* [Required task A]
From the thread below about calling nvidia-smi in a Dockerfile, set down word for word the passage starting at "But this shouldn't" and ending at "you use nvidia-docker.".
* [Required task B]
In the thread below about calling nvidia-smi in a Dockerfile, how do the driver files get into a container?

* [Extracted text]

□ □ □ □ □

Skip to content
This repository has been archived by the owner on Jan 22, 2024. It is now read-only.

Use nvidia-smi in Dockerfile #225

Closed
Josca opened this issue Oct 20, 2016 · 8 comments
Closed

Use nvidia-smi in Dockerfile #225

Josca opened this issue Oct 20, 2016 · 8 comments

Comments

@Josca
Copy link

Josca commented Oct 20, 2016

Hello,

I would like to call nvidia-smi in Dockerfile, but docker building fails. My Dockerfile:
FROM nvidia/cuda:7.5-cudnn5-devel
RUN nvidia-smi
CMD /bin/bash

I am using building command: nvidia-docker build -t gpu ., but error message is displayed:
/bin/sh: 1: nvidia-smi: not found

When I build another docker image based on nvidia/cuda:7.5-cudnn5-devel and run container using such image, command nvidia-smi works. It seems nvidia GPU and its libraries are not available during docker image building.

Could you help me?

@flx42
Copy link
Member

flx42 commented Oct 20, 2016

It seems nvidia GPU and its libraries are not available during docker image building.

This is correct, the driver files (libraries and binaries) are mounted from the host (using a Docker volume) when the container is started.
When doing a docker build, there is a limited set of options for the build environment: you can't import devices, you can't change the network setting.
Note that nvidia-docker is passthrough to docker for docker build, this is documented here

But this shouldn't be an issue, you don't need to actually a GPU in your system in order to compile CUDA code. You can install the nvcc toolchain on any machine and compile your code, and then during deployment you do need a machine with a GPU and you use nvidia-docker.

@flx42
Copy link
Member

flx42 commented Oct 31, 2016

@Josca: does that answer your question, can we close this?

□ □ □ □ □

* [Dataset]
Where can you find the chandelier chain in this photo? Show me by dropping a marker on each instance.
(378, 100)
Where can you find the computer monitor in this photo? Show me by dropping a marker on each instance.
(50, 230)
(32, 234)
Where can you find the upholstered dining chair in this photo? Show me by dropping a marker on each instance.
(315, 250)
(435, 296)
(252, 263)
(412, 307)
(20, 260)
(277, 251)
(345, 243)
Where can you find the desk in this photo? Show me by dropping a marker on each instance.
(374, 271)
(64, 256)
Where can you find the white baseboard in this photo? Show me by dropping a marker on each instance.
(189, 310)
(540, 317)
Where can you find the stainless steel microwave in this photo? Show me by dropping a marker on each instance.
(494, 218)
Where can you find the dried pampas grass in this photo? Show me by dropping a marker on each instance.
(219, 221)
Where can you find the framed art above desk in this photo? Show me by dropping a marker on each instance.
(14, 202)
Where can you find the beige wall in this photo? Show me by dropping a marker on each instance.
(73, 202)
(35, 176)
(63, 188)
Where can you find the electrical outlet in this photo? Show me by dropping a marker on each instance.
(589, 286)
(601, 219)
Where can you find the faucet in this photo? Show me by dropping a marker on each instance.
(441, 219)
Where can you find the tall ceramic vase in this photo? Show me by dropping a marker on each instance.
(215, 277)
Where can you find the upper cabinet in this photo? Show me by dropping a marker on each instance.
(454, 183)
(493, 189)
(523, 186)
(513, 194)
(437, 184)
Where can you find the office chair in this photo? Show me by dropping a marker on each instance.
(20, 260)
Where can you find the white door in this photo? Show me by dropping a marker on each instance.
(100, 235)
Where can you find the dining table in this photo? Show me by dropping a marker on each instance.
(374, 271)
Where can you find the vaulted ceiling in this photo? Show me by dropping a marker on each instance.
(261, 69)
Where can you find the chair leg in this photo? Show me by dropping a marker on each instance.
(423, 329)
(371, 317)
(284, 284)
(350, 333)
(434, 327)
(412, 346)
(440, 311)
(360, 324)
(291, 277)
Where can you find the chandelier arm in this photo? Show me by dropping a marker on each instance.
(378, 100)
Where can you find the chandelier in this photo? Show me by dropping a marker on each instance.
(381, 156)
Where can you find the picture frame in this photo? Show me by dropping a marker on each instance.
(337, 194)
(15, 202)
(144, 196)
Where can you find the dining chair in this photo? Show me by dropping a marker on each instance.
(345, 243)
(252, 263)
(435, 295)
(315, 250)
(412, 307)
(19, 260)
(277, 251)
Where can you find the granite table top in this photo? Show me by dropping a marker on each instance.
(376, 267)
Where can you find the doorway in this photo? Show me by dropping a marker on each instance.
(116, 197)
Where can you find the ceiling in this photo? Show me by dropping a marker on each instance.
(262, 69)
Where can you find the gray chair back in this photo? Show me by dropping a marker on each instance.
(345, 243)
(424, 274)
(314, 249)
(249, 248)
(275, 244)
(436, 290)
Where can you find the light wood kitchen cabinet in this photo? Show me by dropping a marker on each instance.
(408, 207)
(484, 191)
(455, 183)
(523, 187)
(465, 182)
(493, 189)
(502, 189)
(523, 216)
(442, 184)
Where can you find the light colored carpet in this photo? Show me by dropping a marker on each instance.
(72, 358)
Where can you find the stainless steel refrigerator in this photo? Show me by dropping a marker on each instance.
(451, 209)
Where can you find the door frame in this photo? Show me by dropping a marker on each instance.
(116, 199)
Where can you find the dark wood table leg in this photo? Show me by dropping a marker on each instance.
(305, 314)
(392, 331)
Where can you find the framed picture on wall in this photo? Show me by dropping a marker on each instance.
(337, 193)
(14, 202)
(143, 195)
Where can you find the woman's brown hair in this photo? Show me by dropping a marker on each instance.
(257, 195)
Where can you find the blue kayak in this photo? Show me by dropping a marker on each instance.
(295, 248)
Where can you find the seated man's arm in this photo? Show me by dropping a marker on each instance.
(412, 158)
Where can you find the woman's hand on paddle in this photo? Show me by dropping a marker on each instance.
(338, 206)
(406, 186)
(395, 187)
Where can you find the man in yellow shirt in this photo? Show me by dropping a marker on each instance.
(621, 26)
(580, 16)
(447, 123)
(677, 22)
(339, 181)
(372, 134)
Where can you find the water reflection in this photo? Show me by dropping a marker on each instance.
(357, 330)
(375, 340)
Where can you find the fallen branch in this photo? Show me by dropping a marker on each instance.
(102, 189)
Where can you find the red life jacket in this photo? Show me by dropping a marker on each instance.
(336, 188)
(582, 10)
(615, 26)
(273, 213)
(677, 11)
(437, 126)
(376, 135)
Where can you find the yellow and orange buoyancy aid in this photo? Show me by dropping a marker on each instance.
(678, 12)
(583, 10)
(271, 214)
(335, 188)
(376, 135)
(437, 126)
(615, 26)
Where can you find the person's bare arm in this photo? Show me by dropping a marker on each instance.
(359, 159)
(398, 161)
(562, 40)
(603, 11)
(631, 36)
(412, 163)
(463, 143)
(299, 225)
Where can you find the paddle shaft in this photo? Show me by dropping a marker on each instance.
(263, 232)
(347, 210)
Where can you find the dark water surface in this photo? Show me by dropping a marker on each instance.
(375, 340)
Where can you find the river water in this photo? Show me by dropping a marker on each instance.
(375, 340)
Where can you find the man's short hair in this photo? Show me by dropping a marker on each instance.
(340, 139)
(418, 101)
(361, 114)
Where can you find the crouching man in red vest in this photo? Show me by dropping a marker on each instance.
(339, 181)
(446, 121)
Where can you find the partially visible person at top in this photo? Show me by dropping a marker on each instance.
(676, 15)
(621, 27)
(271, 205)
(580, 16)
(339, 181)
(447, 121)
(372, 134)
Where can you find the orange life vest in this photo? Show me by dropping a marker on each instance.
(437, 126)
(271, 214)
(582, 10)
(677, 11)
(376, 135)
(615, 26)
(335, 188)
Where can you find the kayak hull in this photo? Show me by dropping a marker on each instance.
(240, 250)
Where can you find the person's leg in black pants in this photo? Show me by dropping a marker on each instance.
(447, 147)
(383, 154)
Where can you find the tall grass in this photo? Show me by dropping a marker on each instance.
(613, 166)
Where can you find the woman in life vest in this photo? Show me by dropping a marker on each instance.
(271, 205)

□ □ □ □ □

* [Task answer A]
But this shouldn't be an issue, you don't need to actually a GPU in your system in order to compile CUDA code. You can install the nvcc toolchain on any machine and compile your code, and then during deployment you do need a machine with a GPU and you use nvidia-docker.

* [Task answer B]
They are mounted from the host, using a Docker volume, when the container is started.